**Problem:** Beginning at the line containing "green t-shirt, writing", output every line to the end of the data below exactly as it appears.

**Materials provided:**
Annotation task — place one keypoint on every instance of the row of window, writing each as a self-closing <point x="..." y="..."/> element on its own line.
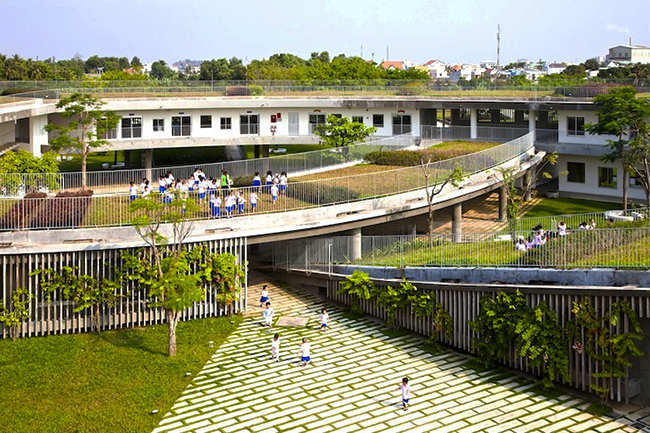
<point x="607" y="176"/>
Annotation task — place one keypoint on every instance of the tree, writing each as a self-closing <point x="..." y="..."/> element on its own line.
<point x="439" y="179"/>
<point x="85" y="291"/>
<point x="166" y="270"/>
<point x="84" y="131"/>
<point x="622" y="114"/>
<point x="340" y="131"/>
<point x="160" y="71"/>
<point x="16" y="312"/>
<point x="42" y="172"/>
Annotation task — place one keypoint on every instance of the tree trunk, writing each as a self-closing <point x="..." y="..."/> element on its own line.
<point x="96" y="322"/>
<point x="172" y="320"/>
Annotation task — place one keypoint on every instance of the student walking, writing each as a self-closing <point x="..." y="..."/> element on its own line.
<point x="324" y="318"/>
<point x="275" y="348"/>
<point x="268" y="314"/>
<point x="406" y="392"/>
<point x="305" y="352"/>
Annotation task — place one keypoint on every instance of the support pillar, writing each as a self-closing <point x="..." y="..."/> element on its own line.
<point x="356" y="245"/>
<point x="503" y="201"/>
<point x="532" y="123"/>
<point x="473" y="123"/>
<point x="457" y="222"/>
<point x="527" y="185"/>
<point x="147" y="163"/>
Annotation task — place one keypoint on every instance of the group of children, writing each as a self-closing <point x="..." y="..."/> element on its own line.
<point x="305" y="347"/>
<point x="233" y="200"/>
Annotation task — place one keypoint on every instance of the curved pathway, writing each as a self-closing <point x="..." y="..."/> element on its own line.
<point x="352" y="385"/>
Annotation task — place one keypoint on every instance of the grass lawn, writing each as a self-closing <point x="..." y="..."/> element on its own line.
<point x="564" y="206"/>
<point x="101" y="383"/>
<point x="291" y="149"/>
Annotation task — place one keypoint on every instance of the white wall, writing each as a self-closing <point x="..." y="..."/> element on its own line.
<point x="591" y="178"/>
<point x="590" y="117"/>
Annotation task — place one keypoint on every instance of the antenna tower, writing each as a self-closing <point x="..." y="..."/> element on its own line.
<point x="498" y="44"/>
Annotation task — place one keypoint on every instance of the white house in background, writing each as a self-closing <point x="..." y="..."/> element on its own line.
<point x="555" y="67"/>
<point x="630" y="53"/>
<point x="437" y="68"/>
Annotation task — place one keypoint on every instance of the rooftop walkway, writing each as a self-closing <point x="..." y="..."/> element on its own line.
<point x="352" y="384"/>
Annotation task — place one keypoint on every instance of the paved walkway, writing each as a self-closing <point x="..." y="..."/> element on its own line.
<point x="352" y="385"/>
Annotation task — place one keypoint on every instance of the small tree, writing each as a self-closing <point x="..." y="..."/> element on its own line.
<point x="85" y="291"/>
<point x="13" y="315"/>
<point x="86" y="128"/>
<point x="359" y="286"/>
<point x="623" y="115"/>
<point x="168" y="271"/>
<point x="340" y="131"/>
<point x="439" y="180"/>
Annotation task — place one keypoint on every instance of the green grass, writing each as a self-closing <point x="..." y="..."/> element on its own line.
<point x="563" y="206"/>
<point x="101" y="383"/>
<point x="291" y="149"/>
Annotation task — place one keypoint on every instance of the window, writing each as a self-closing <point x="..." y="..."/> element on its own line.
<point x="181" y="126"/>
<point x="575" y="125"/>
<point x="206" y="121"/>
<point x="635" y="180"/>
<point x="507" y="115"/>
<point x="607" y="177"/>
<point x="132" y="127"/>
<point x="484" y="115"/>
<point x="158" y="125"/>
<point x="576" y="172"/>
<point x="315" y="120"/>
<point x="401" y="124"/>
<point x="249" y="124"/>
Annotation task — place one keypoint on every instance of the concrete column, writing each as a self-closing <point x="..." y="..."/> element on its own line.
<point x="532" y="122"/>
<point x="457" y="222"/>
<point x="147" y="163"/>
<point x="356" y="244"/>
<point x="503" y="201"/>
<point x="526" y="184"/>
<point x="473" y="123"/>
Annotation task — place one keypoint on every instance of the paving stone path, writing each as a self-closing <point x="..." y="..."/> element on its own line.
<point x="352" y="385"/>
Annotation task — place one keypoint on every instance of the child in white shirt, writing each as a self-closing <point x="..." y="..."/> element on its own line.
<point x="324" y="318"/>
<point x="275" y="348"/>
<point x="305" y="352"/>
<point x="268" y="314"/>
<point x="406" y="392"/>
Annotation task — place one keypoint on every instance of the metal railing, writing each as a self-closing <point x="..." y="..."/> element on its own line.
<point x="620" y="248"/>
<point x="113" y="210"/>
<point x="383" y="88"/>
<point x="111" y="181"/>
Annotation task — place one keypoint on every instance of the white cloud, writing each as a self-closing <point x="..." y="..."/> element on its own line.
<point x="617" y="28"/>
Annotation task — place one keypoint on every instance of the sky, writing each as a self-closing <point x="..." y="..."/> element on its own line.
<point x="419" y="30"/>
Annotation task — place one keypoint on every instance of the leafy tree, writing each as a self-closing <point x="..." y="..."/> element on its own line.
<point x="160" y="71"/>
<point x="166" y="270"/>
<point x="42" y="171"/>
<point x="13" y="315"/>
<point x="84" y="131"/>
<point x="435" y="182"/>
<point x="340" y="131"/>
<point x="85" y="291"/>
<point x="623" y="115"/>
<point x="359" y="286"/>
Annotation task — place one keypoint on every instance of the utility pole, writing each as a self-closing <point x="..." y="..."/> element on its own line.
<point x="498" y="44"/>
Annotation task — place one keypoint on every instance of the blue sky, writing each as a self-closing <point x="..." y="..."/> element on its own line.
<point x="451" y="30"/>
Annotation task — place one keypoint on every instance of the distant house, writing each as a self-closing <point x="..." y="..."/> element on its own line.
<point x="393" y="65"/>
<point x="629" y="53"/>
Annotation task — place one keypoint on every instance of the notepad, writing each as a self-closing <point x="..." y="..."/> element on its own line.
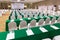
<point x="29" y="32"/>
<point x="10" y="36"/>
<point x="43" y="29"/>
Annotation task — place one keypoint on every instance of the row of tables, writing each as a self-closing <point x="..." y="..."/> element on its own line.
<point x="36" y="34"/>
<point x="28" y="20"/>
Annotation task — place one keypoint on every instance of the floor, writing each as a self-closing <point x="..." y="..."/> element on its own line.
<point x="3" y="19"/>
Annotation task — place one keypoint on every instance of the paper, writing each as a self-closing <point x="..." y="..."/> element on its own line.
<point x="10" y="36"/>
<point x="21" y="19"/>
<point x="29" y="32"/>
<point x="43" y="29"/>
<point x="29" y="18"/>
<point x="12" y="20"/>
<point x="54" y="27"/>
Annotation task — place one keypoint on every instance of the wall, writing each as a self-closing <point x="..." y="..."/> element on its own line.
<point x="47" y="2"/>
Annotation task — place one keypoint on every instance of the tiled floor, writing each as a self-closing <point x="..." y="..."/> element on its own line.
<point x="3" y="19"/>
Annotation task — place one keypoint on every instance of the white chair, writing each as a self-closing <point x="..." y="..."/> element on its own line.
<point x="53" y="20"/>
<point x="13" y="17"/>
<point x="23" y="24"/>
<point x="12" y="26"/>
<point x="41" y="22"/>
<point x="56" y="37"/>
<point x="33" y="23"/>
<point x="46" y="39"/>
<point x="58" y="20"/>
<point x="47" y="21"/>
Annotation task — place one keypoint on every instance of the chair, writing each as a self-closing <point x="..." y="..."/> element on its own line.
<point x="23" y="24"/>
<point x="56" y="37"/>
<point x="13" y="17"/>
<point x="19" y="16"/>
<point x="53" y="20"/>
<point x="41" y="21"/>
<point x="58" y="20"/>
<point x="12" y="26"/>
<point x="33" y="23"/>
<point x="47" y="21"/>
<point x="25" y="16"/>
<point x="46" y="39"/>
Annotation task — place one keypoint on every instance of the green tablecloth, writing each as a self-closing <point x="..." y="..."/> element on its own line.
<point x="29" y="20"/>
<point x="38" y="34"/>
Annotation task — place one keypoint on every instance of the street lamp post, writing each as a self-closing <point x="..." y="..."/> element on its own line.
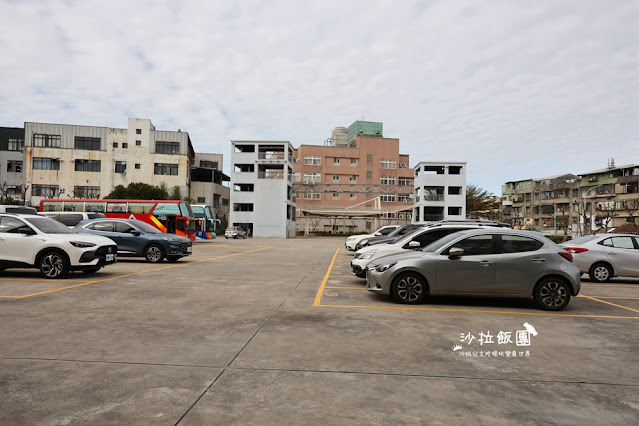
<point x="592" y="208"/>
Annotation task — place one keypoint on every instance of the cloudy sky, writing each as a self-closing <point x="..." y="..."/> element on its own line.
<point x="518" y="89"/>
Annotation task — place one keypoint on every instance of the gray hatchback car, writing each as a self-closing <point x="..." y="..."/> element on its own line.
<point x="486" y="262"/>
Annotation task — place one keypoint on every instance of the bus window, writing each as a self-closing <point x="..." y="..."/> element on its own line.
<point x="116" y="208"/>
<point x="73" y="206"/>
<point x="140" y="208"/>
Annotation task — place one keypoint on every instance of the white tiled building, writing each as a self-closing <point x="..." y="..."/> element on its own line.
<point x="440" y="191"/>
<point x="262" y="188"/>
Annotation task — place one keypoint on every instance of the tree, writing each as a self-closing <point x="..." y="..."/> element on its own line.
<point x="139" y="191"/>
<point x="479" y="202"/>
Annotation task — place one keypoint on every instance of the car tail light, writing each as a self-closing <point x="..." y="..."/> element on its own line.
<point x="575" y="249"/>
<point x="566" y="255"/>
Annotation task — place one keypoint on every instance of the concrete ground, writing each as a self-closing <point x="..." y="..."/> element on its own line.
<point x="278" y="332"/>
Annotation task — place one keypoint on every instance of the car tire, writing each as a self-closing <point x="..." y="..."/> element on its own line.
<point x="552" y="294"/>
<point x="154" y="253"/>
<point x="53" y="264"/>
<point x="409" y="288"/>
<point x="600" y="272"/>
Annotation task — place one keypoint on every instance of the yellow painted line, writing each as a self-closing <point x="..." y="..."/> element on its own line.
<point x="349" y="288"/>
<point x="132" y="274"/>
<point x="318" y="296"/>
<point x="612" y="304"/>
<point x="407" y="308"/>
<point x="611" y="285"/>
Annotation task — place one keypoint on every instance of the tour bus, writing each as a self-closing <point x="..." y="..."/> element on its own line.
<point x="205" y="221"/>
<point x="170" y="216"/>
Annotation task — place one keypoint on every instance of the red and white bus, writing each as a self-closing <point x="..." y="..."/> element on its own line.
<point x="170" y="216"/>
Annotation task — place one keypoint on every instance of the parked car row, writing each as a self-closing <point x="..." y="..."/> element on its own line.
<point x="472" y="258"/>
<point x="38" y="241"/>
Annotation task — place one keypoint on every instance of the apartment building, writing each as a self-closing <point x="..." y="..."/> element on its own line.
<point x="209" y="185"/>
<point x="440" y="191"/>
<point x="356" y="169"/>
<point x="12" y="163"/>
<point x="542" y="203"/>
<point x="262" y="189"/>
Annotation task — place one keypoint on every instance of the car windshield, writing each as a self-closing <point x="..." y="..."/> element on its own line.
<point x="440" y="243"/>
<point x="581" y="240"/>
<point x="48" y="225"/>
<point x="145" y="227"/>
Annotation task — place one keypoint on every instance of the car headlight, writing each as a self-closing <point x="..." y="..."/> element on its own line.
<point x="81" y="244"/>
<point x="385" y="267"/>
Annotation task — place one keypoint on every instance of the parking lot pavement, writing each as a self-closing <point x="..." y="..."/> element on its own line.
<point x="278" y="331"/>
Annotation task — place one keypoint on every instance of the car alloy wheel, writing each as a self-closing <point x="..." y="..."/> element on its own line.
<point x="153" y="253"/>
<point x="552" y="294"/>
<point x="53" y="265"/>
<point x="409" y="288"/>
<point x="600" y="272"/>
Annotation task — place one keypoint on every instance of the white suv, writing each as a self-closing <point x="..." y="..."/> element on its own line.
<point x="29" y="241"/>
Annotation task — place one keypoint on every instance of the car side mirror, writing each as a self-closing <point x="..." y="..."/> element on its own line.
<point x="455" y="252"/>
<point x="26" y="230"/>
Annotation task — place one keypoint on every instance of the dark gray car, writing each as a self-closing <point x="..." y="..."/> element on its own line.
<point x="138" y="239"/>
<point x="494" y="262"/>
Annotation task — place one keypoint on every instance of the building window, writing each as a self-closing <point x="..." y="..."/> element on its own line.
<point x="47" y="191"/>
<point x="14" y="166"/>
<point x="86" y="191"/>
<point x="312" y="160"/>
<point x="312" y="177"/>
<point x="47" y="141"/>
<point x="209" y="164"/>
<point x="167" y="147"/>
<point x="165" y="169"/>
<point x="46" y="163"/>
<point x="83" y="142"/>
<point x="16" y="145"/>
<point x="88" y="165"/>
<point x="388" y="164"/>
<point x="388" y="180"/>
<point x="242" y="207"/>
<point x="405" y="181"/>
<point x="120" y="166"/>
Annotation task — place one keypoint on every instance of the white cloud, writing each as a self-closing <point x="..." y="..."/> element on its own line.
<point x="516" y="89"/>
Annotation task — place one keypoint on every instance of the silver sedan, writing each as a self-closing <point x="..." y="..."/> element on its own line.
<point x="604" y="256"/>
<point x="487" y="262"/>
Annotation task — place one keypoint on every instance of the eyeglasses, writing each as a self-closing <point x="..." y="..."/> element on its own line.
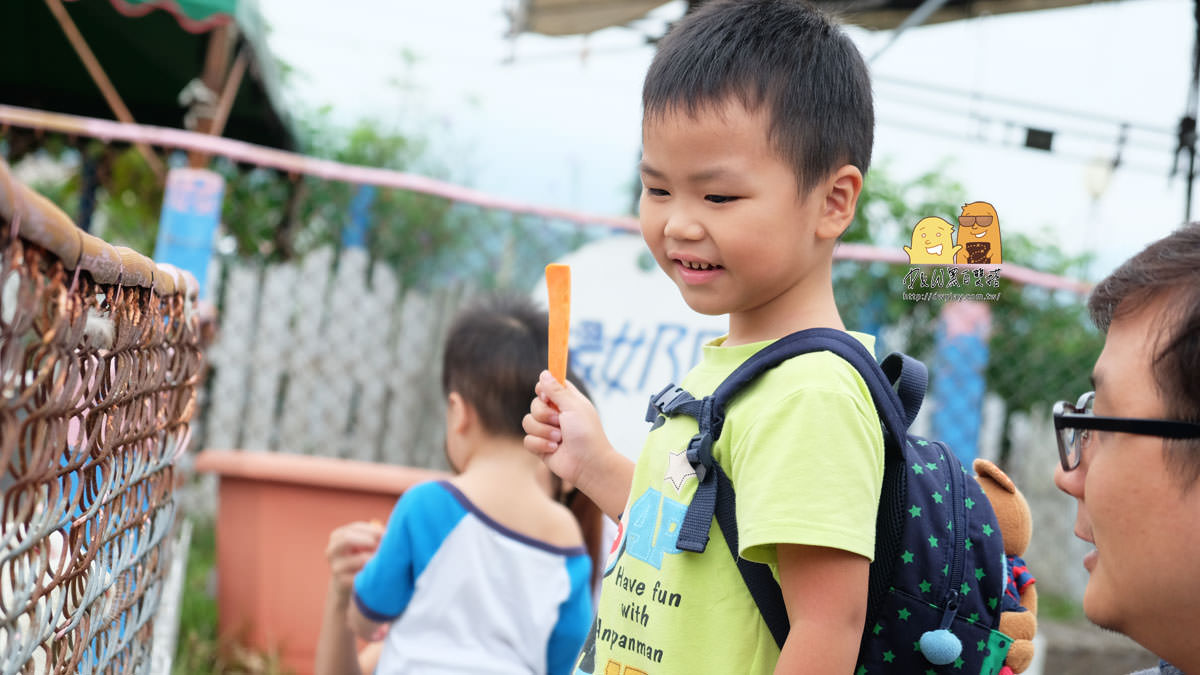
<point x="1073" y="426"/>
<point x="967" y="221"/>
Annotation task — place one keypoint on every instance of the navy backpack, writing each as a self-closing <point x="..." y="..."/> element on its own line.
<point x="936" y="585"/>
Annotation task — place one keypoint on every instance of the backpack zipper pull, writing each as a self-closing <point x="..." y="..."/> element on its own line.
<point x="942" y="646"/>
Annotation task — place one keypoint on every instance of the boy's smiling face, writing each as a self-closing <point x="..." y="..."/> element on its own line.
<point x="725" y="219"/>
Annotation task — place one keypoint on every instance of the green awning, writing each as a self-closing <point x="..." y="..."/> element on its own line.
<point x="150" y="51"/>
<point x="193" y="16"/>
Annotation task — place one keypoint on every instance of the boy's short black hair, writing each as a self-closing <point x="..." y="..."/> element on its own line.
<point x="493" y="353"/>
<point x="785" y="55"/>
<point x="1169" y="270"/>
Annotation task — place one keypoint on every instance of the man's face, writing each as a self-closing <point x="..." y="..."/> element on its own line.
<point x="1145" y="571"/>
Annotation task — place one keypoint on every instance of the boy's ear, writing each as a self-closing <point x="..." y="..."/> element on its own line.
<point x="460" y="414"/>
<point x="840" y="193"/>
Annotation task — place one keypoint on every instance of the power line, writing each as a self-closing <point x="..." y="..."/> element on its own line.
<point x="1025" y="105"/>
<point x="941" y="132"/>
<point x="1059" y="130"/>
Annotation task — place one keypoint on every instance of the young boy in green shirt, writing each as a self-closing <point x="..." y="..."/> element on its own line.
<point x="756" y="135"/>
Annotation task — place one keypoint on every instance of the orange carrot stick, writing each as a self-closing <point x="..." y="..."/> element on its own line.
<point x="558" y="290"/>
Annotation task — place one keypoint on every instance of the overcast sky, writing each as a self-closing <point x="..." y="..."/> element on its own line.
<point x="557" y="120"/>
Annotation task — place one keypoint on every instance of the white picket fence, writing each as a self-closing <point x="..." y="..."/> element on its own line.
<point x="327" y="357"/>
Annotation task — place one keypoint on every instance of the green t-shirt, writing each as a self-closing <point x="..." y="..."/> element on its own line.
<point x="804" y="451"/>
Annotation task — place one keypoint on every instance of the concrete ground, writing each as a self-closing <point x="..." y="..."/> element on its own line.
<point x="1083" y="649"/>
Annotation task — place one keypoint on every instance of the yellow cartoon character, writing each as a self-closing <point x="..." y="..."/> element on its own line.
<point x="978" y="234"/>
<point x="933" y="243"/>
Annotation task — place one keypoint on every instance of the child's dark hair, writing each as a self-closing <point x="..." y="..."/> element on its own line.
<point x="785" y="55"/>
<point x="493" y="353"/>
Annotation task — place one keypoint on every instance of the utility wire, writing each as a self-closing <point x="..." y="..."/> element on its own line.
<point x="1021" y="103"/>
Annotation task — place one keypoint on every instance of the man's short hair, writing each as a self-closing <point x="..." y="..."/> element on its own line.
<point x="785" y="55"/>
<point x="495" y="351"/>
<point x="1168" y="270"/>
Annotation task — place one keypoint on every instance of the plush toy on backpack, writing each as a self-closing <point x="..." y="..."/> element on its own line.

**Solution:**
Annotation task — place one keypoint on every instance of the green t-shirt, writing each as a self-closing <point x="..." y="..."/> element on its own line.
<point x="804" y="451"/>
Annotation task — place one keypoint on every instance of the concrete ground, writing each as a self-closing <point x="..." y="..."/> element on its own line.
<point x="1083" y="649"/>
Annotation task — place one keypoint on every instance of the yellow cartoon character, writing each as a self-closing <point x="..." y="..."/> element on its own line.
<point x="978" y="234"/>
<point x="933" y="243"/>
Annotation task — place one keypoint on every instance of the child's dark hair, writing each as a self-closing <point x="..." y="..."/> element on its own line.
<point x="785" y="55"/>
<point x="493" y="353"/>
Annotation task — place one keypoint on every instance of the utility wire, writing each as a self-closing <point x="..." y="..."/> element on its own line.
<point x="1021" y="103"/>
Annotation task — place one keypoint on every instance of the man's short hair, writing each as a self-closing <point x="..." y="..."/> element on its own line.
<point x="785" y="55"/>
<point x="495" y="351"/>
<point x="1168" y="270"/>
Annotation task — place one keypoint on every instance of the plush toy on backpack, writing each as a self-closing <point x="..." y="..."/> element on its own line.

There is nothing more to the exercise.